[Source records]
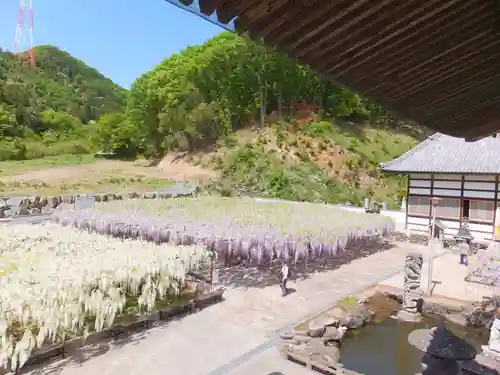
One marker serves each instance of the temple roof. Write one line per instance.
(442, 153)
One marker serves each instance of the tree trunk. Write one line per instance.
(190, 141)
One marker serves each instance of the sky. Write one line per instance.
(121, 38)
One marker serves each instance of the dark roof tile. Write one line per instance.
(441, 153)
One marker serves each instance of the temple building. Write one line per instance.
(464, 176)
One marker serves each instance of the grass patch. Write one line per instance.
(111, 184)
(16, 167)
(348, 303)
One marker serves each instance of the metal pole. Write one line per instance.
(431, 250)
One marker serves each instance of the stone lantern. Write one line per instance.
(442, 350)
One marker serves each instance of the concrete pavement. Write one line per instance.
(237, 336)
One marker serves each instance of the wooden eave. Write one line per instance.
(436, 62)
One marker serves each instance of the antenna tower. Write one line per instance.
(24, 41)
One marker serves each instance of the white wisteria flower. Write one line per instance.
(53, 277)
(256, 230)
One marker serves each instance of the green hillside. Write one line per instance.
(204, 97)
(48, 104)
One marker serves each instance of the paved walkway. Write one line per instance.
(448, 277)
(237, 336)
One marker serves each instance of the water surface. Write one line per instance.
(383, 348)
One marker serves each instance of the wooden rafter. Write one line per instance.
(435, 61)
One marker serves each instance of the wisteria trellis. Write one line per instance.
(52, 278)
(256, 230)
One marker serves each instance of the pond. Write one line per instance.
(383, 348)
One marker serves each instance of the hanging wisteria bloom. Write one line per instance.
(52, 277)
(257, 230)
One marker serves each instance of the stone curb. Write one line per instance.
(141, 322)
(31, 206)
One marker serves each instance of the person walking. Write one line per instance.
(285, 274)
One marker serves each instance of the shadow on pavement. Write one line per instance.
(249, 276)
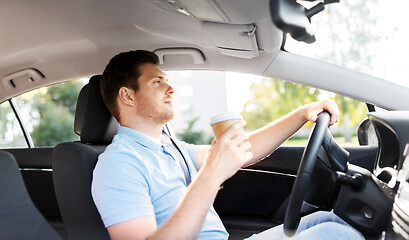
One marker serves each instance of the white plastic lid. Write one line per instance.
(225, 116)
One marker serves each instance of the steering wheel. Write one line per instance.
(300, 187)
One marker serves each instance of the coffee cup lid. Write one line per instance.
(225, 116)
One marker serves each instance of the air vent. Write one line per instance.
(22, 79)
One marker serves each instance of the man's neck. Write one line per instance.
(150, 129)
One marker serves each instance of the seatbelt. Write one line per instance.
(183, 164)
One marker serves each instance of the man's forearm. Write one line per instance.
(187, 220)
(266, 139)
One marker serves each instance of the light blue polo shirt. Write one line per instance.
(137, 176)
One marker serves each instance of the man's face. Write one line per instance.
(154, 97)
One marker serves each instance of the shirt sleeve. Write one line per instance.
(191, 149)
(120, 188)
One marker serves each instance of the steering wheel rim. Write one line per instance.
(305, 169)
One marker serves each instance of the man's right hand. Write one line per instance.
(228, 154)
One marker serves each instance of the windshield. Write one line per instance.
(369, 36)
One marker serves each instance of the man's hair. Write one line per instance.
(123, 71)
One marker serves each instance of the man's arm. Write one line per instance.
(189, 216)
(268, 138)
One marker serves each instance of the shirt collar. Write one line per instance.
(143, 139)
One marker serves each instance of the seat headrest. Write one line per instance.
(93, 122)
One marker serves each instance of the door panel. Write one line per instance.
(256, 197)
(36, 168)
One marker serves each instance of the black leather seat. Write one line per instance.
(74, 162)
(19, 218)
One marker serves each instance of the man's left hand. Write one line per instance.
(314, 109)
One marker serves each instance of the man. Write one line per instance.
(139, 186)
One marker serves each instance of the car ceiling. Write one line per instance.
(63, 40)
(48, 41)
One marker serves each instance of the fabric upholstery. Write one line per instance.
(93, 122)
(74, 162)
(19, 218)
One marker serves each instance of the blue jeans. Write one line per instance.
(318, 225)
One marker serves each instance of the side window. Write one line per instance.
(48, 112)
(201, 94)
(11, 134)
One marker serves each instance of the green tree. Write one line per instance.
(52, 112)
(270, 99)
(56, 125)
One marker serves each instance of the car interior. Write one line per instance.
(45, 190)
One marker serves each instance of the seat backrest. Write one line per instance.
(19, 218)
(74, 162)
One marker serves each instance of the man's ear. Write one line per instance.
(126, 95)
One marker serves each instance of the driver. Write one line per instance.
(139, 187)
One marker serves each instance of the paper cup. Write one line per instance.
(221, 122)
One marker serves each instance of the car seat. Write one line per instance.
(19, 218)
(74, 162)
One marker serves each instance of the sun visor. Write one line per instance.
(236, 40)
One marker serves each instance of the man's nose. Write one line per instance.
(170, 90)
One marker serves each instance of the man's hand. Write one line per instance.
(228, 154)
(312, 110)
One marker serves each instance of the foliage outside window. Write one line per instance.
(11, 134)
(49, 112)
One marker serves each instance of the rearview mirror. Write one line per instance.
(293, 18)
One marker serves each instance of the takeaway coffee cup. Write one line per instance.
(221, 122)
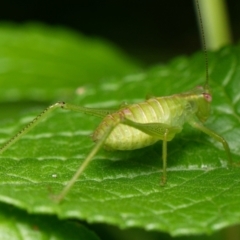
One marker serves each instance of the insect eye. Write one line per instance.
(207, 96)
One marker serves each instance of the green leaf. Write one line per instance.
(17, 224)
(43, 63)
(201, 195)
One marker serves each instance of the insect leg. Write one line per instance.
(164, 156)
(29, 126)
(214, 135)
(162, 131)
(95, 112)
(85, 163)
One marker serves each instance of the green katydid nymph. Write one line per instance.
(139, 125)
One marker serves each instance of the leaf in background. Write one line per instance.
(17, 224)
(202, 194)
(42, 63)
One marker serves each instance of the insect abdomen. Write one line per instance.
(169, 110)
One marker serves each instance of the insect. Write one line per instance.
(140, 125)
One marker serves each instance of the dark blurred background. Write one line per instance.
(151, 31)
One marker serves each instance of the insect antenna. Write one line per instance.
(206, 85)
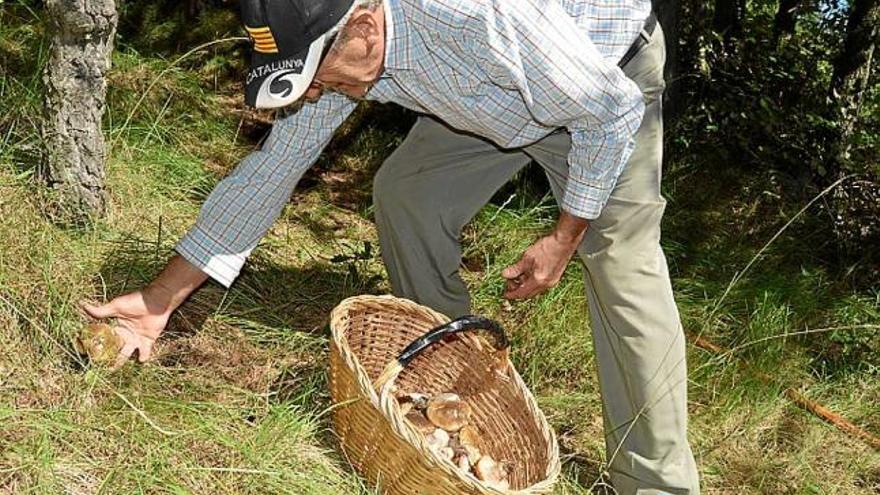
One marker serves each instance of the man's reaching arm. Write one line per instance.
(565, 82)
(233, 219)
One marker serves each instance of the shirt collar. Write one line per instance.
(396, 53)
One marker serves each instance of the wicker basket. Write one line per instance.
(370, 334)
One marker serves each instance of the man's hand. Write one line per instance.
(543, 263)
(140, 319)
(141, 316)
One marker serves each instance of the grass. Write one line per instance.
(235, 400)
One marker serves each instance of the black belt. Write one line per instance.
(642, 40)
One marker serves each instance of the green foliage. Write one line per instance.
(759, 104)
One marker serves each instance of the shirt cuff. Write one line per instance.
(586, 203)
(210, 256)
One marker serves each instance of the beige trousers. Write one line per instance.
(438, 179)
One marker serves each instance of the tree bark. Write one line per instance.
(668, 15)
(728, 18)
(852, 67)
(786, 19)
(856, 204)
(76, 87)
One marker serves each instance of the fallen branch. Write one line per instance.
(798, 399)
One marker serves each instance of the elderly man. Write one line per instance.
(574, 85)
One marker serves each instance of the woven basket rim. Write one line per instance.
(385, 402)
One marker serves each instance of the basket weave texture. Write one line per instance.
(368, 333)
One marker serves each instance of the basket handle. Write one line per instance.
(458, 325)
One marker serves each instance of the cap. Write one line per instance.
(289, 37)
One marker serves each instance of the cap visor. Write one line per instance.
(278, 81)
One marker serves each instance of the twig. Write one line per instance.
(798, 399)
(738, 276)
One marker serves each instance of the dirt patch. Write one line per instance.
(233, 360)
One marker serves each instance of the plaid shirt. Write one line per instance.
(510, 71)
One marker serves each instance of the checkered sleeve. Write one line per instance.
(244, 205)
(536, 47)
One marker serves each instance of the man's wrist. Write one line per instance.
(569, 229)
(176, 282)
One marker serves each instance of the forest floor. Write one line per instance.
(235, 400)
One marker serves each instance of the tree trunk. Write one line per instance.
(728, 19)
(852, 68)
(79, 59)
(668, 15)
(856, 204)
(786, 19)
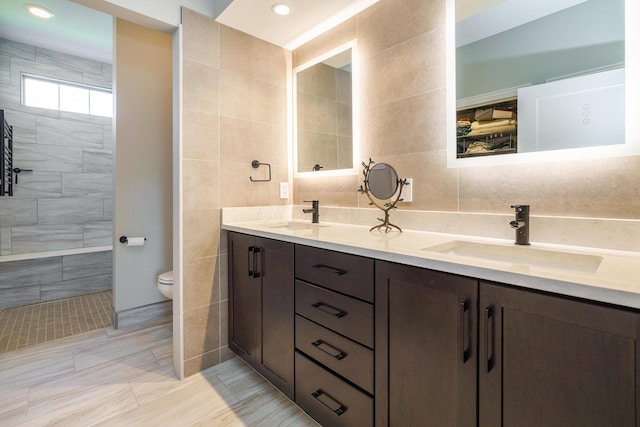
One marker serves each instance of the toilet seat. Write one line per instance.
(166, 278)
(165, 284)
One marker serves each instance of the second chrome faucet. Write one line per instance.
(521, 224)
(314, 211)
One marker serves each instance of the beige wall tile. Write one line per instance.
(201, 330)
(200, 135)
(201, 189)
(601, 188)
(200, 87)
(399, 72)
(224, 323)
(322, 44)
(201, 230)
(248, 99)
(202, 274)
(410, 125)
(200, 38)
(391, 22)
(245, 140)
(318, 80)
(252, 57)
(243, 192)
(436, 186)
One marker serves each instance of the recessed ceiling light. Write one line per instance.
(39, 11)
(280, 9)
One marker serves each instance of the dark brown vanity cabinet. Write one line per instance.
(334, 337)
(551, 361)
(261, 305)
(426, 347)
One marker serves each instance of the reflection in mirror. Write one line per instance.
(383, 181)
(381, 184)
(539, 76)
(323, 113)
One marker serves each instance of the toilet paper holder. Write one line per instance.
(124, 239)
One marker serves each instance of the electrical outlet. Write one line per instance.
(284, 190)
(407, 191)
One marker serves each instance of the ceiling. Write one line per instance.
(87, 32)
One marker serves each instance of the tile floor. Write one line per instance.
(125, 378)
(27, 325)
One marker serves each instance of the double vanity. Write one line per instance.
(365, 328)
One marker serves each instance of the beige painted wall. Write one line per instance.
(143, 156)
(233, 111)
(401, 44)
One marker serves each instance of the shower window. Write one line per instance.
(42, 92)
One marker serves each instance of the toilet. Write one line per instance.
(165, 284)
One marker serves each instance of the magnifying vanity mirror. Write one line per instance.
(540, 80)
(381, 184)
(324, 114)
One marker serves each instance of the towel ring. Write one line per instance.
(256, 164)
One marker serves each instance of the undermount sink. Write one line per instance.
(522, 255)
(298, 226)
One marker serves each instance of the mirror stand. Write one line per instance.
(374, 193)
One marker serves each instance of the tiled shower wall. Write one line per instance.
(46, 279)
(66, 202)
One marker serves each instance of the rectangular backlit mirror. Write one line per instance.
(541, 80)
(324, 114)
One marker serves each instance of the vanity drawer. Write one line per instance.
(345, 273)
(340, 313)
(343, 356)
(328, 399)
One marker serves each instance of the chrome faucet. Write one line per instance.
(521, 224)
(315, 210)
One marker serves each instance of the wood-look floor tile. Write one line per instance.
(115, 378)
(265, 409)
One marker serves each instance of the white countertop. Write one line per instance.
(602, 275)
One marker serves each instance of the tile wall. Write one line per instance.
(47, 279)
(233, 112)
(402, 90)
(66, 202)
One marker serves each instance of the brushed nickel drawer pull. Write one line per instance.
(329, 310)
(329, 349)
(329, 402)
(333, 270)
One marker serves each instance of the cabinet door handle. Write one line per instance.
(256, 264)
(329, 402)
(250, 260)
(329, 349)
(332, 270)
(329, 310)
(464, 340)
(489, 333)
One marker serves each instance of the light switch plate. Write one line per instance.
(284, 190)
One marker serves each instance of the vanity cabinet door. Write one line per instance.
(426, 347)
(245, 298)
(261, 305)
(551, 361)
(277, 314)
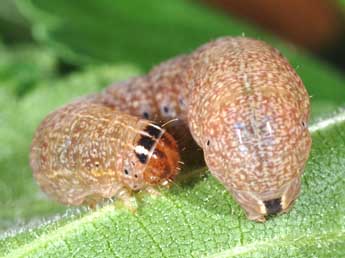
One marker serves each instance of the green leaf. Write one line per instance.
(147, 32)
(23, 66)
(13, 26)
(20, 198)
(196, 218)
(202, 220)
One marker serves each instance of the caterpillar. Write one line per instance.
(241, 101)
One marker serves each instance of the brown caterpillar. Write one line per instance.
(243, 103)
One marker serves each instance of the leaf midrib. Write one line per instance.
(303, 240)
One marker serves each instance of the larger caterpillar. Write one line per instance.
(243, 103)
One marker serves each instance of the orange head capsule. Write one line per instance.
(163, 164)
(158, 151)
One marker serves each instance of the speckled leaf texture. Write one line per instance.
(197, 217)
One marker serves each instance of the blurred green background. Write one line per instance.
(53, 51)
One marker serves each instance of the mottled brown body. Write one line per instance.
(85, 152)
(255, 138)
(244, 105)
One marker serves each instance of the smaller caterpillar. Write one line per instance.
(85, 152)
(240, 100)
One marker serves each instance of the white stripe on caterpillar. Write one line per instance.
(244, 105)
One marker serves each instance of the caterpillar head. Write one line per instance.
(156, 159)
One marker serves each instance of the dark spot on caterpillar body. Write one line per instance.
(141, 157)
(146, 142)
(223, 82)
(273, 206)
(153, 131)
(146, 115)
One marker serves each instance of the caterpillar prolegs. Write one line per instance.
(242, 102)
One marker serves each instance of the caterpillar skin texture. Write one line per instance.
(85, 152)
(243, 104)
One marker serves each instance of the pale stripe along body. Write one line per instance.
(244, 105)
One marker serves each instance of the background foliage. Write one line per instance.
(81, 47)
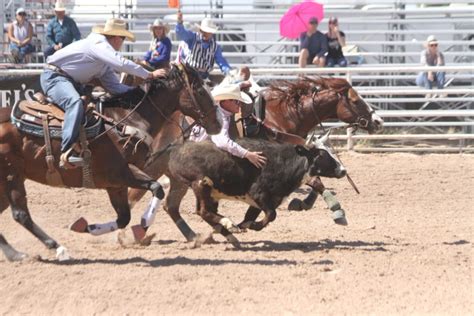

[Job] Copy out the listing word for word, starting at the line that contains "One marker serves each instance of the caterpillar skin" and continuing through the end of the listing, without any pictures.

[Task result]
One marker serves each instance of the caterpillar skin texture. Write one line per instance.
(85, 152)
(243, 104)
One marker serves each instance of the pale stripe along body. Write one line per instance.
(244, 105)
One marker serves each instance of the background foliage. Write one line per instance.
(81, 47)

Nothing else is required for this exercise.